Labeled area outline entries
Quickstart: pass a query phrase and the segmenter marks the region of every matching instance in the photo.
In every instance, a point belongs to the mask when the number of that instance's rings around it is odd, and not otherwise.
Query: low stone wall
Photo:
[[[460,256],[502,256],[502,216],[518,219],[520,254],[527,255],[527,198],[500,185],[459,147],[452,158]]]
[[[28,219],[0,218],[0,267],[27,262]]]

» **Prompt**: Rewrite the records above as a two-column CSV with the headers "query" and "outline", one row per request. Put the request text and its full answer each in a single quoted field, turning line breaks into spaces.

» **Exercise output**:
query,outline
"Quickstart: pass a query phrase and the segmenter marks the region of every matching instance in the photo. In every instance, a point belongs to the mask when the number of that instance's rings around it is odd, and not otherwise. Query: low stone wall Photo:","[[[460,256],[502,256],[502,216],[518,219],[520,254],[527,255],[527,198],[500,185],[459,147],[452,158]]] [[[28,219],[0,218],[0,267],[27,262]]]"